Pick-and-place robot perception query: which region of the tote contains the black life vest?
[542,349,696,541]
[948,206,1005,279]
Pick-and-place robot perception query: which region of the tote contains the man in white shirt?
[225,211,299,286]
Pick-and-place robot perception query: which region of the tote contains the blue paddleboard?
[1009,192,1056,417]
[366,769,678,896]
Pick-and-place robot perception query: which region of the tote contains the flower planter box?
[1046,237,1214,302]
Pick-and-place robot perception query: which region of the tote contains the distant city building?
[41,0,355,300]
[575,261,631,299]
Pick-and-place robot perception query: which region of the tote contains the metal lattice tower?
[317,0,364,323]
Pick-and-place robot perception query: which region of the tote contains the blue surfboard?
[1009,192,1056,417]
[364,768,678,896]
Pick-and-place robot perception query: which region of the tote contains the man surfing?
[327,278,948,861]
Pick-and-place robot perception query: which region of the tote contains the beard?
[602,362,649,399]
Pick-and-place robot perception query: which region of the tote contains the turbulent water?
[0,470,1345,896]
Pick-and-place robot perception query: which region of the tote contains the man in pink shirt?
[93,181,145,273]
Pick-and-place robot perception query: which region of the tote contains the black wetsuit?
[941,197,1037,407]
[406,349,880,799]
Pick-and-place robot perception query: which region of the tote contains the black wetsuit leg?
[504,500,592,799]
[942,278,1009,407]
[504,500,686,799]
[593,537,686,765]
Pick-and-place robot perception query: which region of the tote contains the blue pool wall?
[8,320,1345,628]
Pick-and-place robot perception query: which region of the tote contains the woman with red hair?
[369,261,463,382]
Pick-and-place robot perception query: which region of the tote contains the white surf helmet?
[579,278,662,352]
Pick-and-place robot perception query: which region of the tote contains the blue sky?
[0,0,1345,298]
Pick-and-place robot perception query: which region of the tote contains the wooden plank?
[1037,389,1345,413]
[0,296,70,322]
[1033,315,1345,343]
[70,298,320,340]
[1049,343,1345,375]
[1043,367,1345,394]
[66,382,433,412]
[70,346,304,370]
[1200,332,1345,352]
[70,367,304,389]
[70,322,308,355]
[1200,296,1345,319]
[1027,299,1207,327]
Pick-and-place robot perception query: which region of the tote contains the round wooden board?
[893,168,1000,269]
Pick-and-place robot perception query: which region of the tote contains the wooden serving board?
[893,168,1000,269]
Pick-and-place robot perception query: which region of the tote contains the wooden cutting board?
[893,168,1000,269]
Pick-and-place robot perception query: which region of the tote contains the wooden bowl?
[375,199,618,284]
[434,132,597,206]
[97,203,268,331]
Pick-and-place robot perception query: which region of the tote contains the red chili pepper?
****************
Which lines in the records above contain the word "blue"? Pull out each of them, and treat uppercase and lowercase as different.

Pick-and-place robot perception query: which region of the tote contains the blue paddleboard?
Pick-and-place robot perception query: which region of the tote contains the blue surfboard?
Pick-and-place robot perception query: which region of the tote contains the blue pool wall?
Pick-and-place robot perception query: which region of the tote contains the blue sky?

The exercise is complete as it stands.